'Grand Farce', titelte eine große australische Tageszeitung am Montagmorgen plakativ. Die Disqualifikation von Daniel Ricciardo beim Großen Preis von Australien kam einer kleinen nationalen Katastrophe im sonnigen Australien gleich. Endlich stand wieder einmal ein Local Hero auf dem Podium - der Traum eines jeden Aussi-Formel-1-Fans und natürlich auch der Medien. 5 Stunden und 20 Minuten später war die Blase geplatzt, Ricciardo mit einer dreiseitigen Begründung der FIA aus dem Rennen genommen.
Medial der GAU für den Weltverband. Da wird einer der sympathischsten Zeitgenossen des Fahrerlagers kurz vor Mitternacht vom heimischen Podium gestoßen, und das alles wegen der neuen Motoren-Regeln, die selbst für Ingenieure teilweise unverständlich sind. Noch mehr Angriffsflächen hätte die FIA in dieser Nacht eigentlich nicht bieten können.
"FIA steht für Frustrierend, Ignorant und Arrogant", schrieb ein australischer Journalist in einem Artikel. In der Tat machten die Regelhüter im Albert Park nicht gerade Werbung für die neue Formel 1, die wegen ihrer Komplexität, Optik und fehlenden Lautstärke derzeit sowie keinen leichten Stand hat. Selbst für Experten war es nur schwer möglich, die Wirrungen rund um 'Fuel-Flow-Gate' zu entschlüsseln und die Sachlage einzuordnen.

■ **Untersuchte Daten**
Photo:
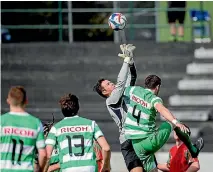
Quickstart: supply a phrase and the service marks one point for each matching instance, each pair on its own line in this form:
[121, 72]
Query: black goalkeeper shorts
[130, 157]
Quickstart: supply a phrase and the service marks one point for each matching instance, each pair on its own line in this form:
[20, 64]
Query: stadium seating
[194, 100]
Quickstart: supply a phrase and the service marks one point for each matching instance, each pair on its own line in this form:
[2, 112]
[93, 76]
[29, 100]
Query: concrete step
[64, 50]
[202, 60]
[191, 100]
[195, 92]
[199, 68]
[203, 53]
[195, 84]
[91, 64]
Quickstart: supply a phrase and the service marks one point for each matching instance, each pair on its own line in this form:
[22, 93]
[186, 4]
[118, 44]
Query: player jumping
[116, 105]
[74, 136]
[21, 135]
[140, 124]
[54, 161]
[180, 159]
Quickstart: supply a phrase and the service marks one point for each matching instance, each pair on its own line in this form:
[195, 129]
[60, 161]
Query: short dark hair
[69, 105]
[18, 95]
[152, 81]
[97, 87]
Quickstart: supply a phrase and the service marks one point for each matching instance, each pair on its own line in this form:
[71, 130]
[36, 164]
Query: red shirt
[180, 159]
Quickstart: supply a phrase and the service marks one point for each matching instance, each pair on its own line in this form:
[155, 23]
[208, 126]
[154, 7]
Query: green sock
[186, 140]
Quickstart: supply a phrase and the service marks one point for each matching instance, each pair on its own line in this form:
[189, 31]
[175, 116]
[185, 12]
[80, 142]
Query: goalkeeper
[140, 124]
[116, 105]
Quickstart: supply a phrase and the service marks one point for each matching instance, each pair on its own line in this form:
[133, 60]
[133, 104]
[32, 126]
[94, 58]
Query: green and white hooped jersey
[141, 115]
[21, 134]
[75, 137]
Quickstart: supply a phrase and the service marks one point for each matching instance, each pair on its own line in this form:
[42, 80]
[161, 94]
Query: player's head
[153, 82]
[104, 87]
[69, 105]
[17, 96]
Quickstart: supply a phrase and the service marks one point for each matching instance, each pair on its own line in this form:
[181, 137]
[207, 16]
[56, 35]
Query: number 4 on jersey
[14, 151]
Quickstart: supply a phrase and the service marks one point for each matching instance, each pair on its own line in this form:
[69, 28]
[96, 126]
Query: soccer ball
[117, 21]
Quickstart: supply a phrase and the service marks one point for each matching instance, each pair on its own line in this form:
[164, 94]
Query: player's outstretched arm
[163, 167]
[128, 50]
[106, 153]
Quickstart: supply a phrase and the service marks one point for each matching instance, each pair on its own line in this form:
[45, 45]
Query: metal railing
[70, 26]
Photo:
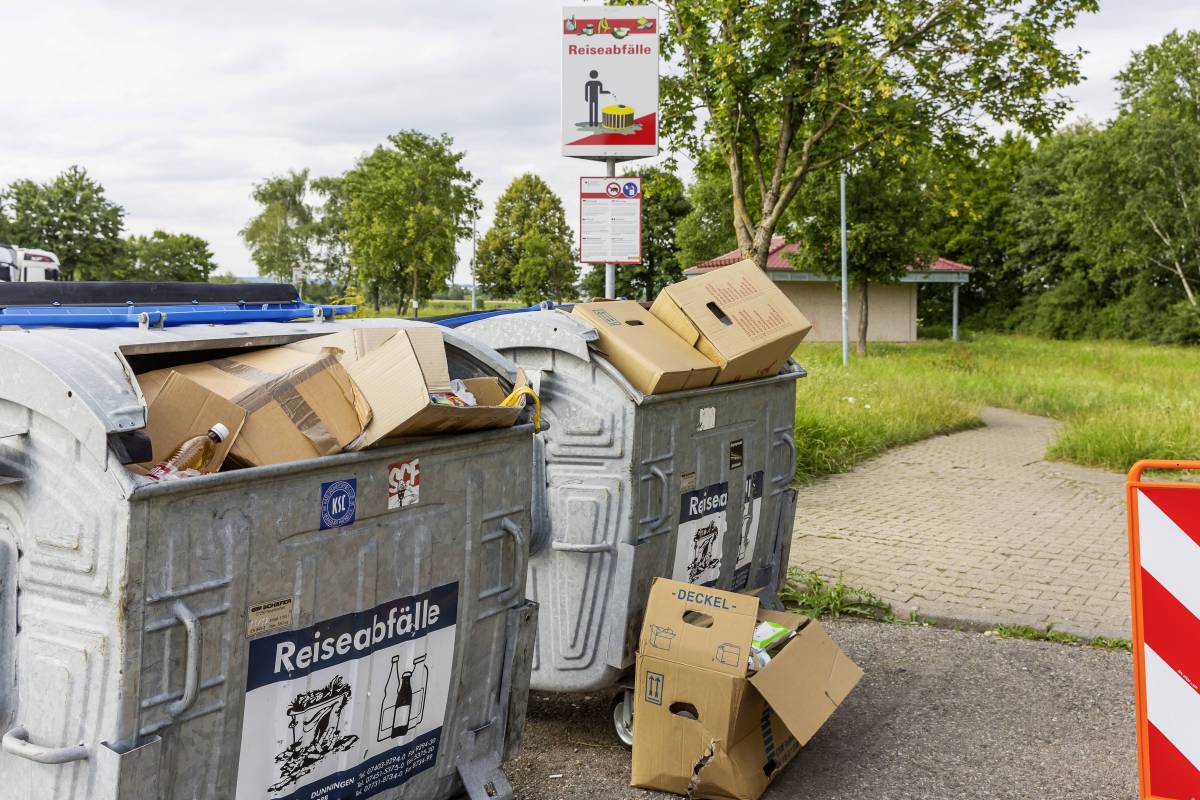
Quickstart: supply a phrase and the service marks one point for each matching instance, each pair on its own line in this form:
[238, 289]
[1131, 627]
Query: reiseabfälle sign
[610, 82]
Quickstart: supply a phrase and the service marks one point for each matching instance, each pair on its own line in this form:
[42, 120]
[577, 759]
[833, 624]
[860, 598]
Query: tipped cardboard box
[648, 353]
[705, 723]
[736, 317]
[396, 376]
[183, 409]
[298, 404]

■ **Aufgabe A**
Beantworten Sie anhand des Übungstextes oben die folgenden Fragen, jede in einer eigenen Zeile und entsprechend markiert:
(i) Mit welchen Worten titelte eine große australische Tageszeitung am Montagmorgen?
(ii) Wie viel später war laut Übungstext die Blase geplatzt?
(iii) Wofür steht FIA nach den Worten eines australischen Journalisten?
■ **Aufgabe B**
Übertragen Sie aus dem Übungstext oben die Passage von „Medial der GAU“ bis einschließlich „nicht bieten können.“ wortgetreu.
■ **Aufgabe C**
Prüfen Sie, ob die folgenden Aussagen mit dem Übungstext oben übereinstimmen. Antworten Sie jeweils mit Ja oder Nein und zitieren Sie die entscheidenden Worte des Übungstextes wörtlich.
(i) Ricciardo wurde mit einer dreiseitigen Begründung der FIA aus dem Rennen genommen.
(ii) Für Experten waren die Wirrungen rund um 'Fuel-Flow-Gate' leicht zu entschlüsseln.
(iii) Ricciardo wurde am frühen Nachmittag vom heimischen Podium gestoßen.

■ **Schriftliche Antwort A**
(i) 'Grand Farce'
(ii) 5 Stunden und 20 Minuten
(iii) Frustrierend, Ignorant und Arrogant

■ **Schriftliche Antwort B**
Medial der GAU für den Weltverband. Da wird einer der sympathischsten Zeitgenossen des Fahrerlagers kurz vor Mitternacht vom heimischen Podium gestoßen, und das alles wegen der neuen Motoren-Regeln, die selbst für Ingenieure teilweise unverständlich sind. Noch mehr Angriffsflächen hätte die FIA in dieser Nacht eigentlich nicht bieten können.

■ **Schriftliche Antwort C**
(i) Ja: „Ricciardo mit einer dreiseitigen Begründung der FIA aus dem Rennen genommen“
(ii) Nein: „Selbst für Experten war es nur schwer möglich, die Wirrungen rund um 'Fuel-Flow-Gate' zu entschlüsseln“
(iii) Nein: „kurz vor Mitternacht vom heimischen Podium gestoßen“